··· Document extract

15 comments for “A Conversation About Letters to a Young Mormon

  1. Love Adam’s stuff (though I admit most of it requires careful reading since it can be very difficult for simpletons like me to grasp).

    Letter’s was particularly good. I really enjoyed it.

    Note to MI: the binding is terrible (the multiple copies I have were cut at a bad angle so when bound the sentences are angled rather than symmetrically centered. :)

  2. “But there is a lot of work to be done in re-shaping the worldview of adults who have been poorly taught.”
    Amen to that! Currently going through some world-view related revisions on a paper in which I feel like I’m really soft-pedaling, and the reviewer feels I’m going at it with a sledgehammer!

    Everything I hear about this sounds great, hope to get to it soon.

  3. ” Too often we paint the gospel as a set of easy answers, a plan of guaranteed happiness.”

    By “we” do you mean, “the top church leaders?” Ultimately it is they who have the biggest influence and responsibility to “paint the gospel.”

  4. Wondering, “we Mormons” is what I intended. However, the change in terminology from “plan of salvation” to “plan of happiness” and now often “great plan of happiness” came from above, so senior LDS leaders have moved in the same direction.

  5. Julie, I’m a little conflicted about the “give up your stories” bit also. I agree that God himself may overturn my stories, my conceptions about him. Ultimately we have a foundation in a being–in God–not in a story or theology about him. I believe that. We must believe him more than our theology about him, though believing him would generally mean believing stories and theology he’s given us or that seem to follow from his existence.

    Similarly my stories that arise out of resentment, pride, laziness, fear, etc. These self-deceiving, untruthful stories I must also give up.

    On the other hand, I take some of the stories I have not simply to be stories or narrative I’ve established, but that handed on to me by others. They’re not simply _my_ stories. And in some instances I take these stories to have been given me by God. (Granted that he’s a living story teller and can add to the stories given. He is the Law, Truth, Light, Logos–the Story, if you will.) Because he’s had a hand in giving me a particular story, I take my fidelity to him to also include fidelity to that story. “I came into the world to do the will of the Father, because my Father sent me. And my Father sent me that I might be lifted up upon the cross.” That’s a good story–good news, even. It’s a story given to me–His story given to me–and in that sense my story, a story I try to take up. In this sense I think to give up this story would be to give up God–not simply the God of metaphysics, the God of the philosophers and theologians–but the true and living, personal, embodied in flesh and bones God that tradition, the scriptures, the prophets, the world of nature, the everyday believer, all tell a story about and witness of. Perhaps the point is to let Him write the story in our hearts and lives–our story being enveloped by his. That’s a story I’m not willing to give up.

······
··· Data shown

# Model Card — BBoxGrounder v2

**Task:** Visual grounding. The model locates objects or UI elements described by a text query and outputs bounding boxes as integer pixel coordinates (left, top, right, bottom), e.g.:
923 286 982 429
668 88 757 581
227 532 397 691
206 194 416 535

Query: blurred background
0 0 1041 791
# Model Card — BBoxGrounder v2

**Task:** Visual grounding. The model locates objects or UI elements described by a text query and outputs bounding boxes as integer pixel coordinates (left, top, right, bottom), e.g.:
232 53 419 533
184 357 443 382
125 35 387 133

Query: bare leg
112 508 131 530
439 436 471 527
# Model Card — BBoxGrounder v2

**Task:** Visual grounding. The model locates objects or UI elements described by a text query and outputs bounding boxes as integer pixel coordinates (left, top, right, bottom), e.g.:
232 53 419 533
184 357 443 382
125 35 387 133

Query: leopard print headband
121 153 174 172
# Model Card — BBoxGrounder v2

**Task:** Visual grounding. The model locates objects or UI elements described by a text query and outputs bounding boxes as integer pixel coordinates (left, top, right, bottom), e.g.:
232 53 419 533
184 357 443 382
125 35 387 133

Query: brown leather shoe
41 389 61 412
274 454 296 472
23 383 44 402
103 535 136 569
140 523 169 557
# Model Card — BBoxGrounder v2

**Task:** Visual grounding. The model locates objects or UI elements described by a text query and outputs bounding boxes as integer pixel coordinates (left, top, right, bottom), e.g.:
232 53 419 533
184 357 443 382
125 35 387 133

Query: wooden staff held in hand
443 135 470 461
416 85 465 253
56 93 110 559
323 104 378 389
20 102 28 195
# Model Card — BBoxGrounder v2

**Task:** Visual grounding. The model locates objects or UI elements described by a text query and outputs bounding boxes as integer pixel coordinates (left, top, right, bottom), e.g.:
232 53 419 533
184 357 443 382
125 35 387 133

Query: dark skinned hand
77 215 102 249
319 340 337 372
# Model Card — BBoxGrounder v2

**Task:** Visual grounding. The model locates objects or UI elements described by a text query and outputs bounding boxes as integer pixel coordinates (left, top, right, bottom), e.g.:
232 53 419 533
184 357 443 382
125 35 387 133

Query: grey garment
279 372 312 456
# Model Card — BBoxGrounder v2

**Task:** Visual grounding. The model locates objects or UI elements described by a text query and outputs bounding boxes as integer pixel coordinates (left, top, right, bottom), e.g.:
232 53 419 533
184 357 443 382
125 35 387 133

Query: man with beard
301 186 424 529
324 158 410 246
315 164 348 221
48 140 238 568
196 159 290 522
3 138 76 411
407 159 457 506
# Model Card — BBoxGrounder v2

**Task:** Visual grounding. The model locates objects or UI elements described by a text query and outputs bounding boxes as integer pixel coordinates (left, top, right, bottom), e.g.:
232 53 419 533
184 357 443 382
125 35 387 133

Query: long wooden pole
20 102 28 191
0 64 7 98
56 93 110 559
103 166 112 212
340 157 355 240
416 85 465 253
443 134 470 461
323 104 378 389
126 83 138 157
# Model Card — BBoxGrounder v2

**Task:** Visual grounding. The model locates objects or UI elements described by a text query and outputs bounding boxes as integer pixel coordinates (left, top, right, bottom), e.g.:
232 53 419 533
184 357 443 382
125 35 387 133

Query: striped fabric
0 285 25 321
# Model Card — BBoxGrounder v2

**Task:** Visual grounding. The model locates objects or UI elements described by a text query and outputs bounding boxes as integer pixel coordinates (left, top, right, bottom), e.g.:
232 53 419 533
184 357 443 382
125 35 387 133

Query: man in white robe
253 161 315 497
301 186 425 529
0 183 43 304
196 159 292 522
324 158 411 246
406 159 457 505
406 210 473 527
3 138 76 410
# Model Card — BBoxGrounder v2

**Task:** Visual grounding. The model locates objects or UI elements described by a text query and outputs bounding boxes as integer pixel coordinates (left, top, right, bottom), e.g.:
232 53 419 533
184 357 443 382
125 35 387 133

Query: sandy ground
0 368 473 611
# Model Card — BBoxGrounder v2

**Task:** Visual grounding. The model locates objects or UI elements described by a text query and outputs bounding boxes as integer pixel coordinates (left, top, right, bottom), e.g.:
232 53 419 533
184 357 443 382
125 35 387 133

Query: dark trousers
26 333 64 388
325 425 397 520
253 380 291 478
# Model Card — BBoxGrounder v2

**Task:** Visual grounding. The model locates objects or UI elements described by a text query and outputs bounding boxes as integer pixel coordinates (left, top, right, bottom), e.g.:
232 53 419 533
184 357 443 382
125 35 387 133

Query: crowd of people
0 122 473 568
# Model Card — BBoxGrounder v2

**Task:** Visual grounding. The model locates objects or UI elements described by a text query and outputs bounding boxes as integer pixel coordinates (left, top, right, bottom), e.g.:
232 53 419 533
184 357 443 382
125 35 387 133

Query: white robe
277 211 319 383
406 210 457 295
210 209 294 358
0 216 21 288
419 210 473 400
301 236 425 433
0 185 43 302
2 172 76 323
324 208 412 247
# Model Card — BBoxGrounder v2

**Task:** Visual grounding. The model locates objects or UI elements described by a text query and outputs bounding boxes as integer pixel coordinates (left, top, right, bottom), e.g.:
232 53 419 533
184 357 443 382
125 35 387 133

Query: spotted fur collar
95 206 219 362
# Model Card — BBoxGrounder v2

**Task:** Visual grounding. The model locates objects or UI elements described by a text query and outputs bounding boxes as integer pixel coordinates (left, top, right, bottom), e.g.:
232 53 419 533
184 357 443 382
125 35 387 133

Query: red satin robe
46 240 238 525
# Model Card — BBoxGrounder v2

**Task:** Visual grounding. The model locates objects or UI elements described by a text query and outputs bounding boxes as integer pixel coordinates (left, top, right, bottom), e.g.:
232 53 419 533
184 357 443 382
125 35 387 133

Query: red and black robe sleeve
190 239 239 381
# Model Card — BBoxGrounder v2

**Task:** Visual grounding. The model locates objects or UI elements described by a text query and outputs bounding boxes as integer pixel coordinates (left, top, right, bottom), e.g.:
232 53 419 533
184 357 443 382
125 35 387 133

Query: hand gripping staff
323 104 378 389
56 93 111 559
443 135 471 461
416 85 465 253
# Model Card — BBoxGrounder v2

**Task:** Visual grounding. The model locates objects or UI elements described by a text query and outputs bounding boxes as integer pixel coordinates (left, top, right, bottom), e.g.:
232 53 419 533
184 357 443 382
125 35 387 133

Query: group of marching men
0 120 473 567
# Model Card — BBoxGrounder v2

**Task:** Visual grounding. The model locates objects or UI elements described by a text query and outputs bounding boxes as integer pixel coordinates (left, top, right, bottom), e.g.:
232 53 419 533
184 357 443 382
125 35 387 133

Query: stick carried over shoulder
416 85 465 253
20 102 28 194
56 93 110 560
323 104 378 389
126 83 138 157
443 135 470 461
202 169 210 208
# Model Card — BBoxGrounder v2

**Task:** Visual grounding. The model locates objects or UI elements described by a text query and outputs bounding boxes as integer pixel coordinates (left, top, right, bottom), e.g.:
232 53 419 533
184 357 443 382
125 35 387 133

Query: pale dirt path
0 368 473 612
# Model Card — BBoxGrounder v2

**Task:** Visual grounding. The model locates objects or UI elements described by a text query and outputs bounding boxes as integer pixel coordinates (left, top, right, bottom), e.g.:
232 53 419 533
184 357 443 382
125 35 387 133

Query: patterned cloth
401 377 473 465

······

* _Exercise brief_: In the comment thread, what change in terminology does the reply beginning "Wondering" describe? Please answer in one sentence.

* _Written answer_: The terminology changed from "plan of salvation" to "plan of happiness" and now often "great plan of happiness."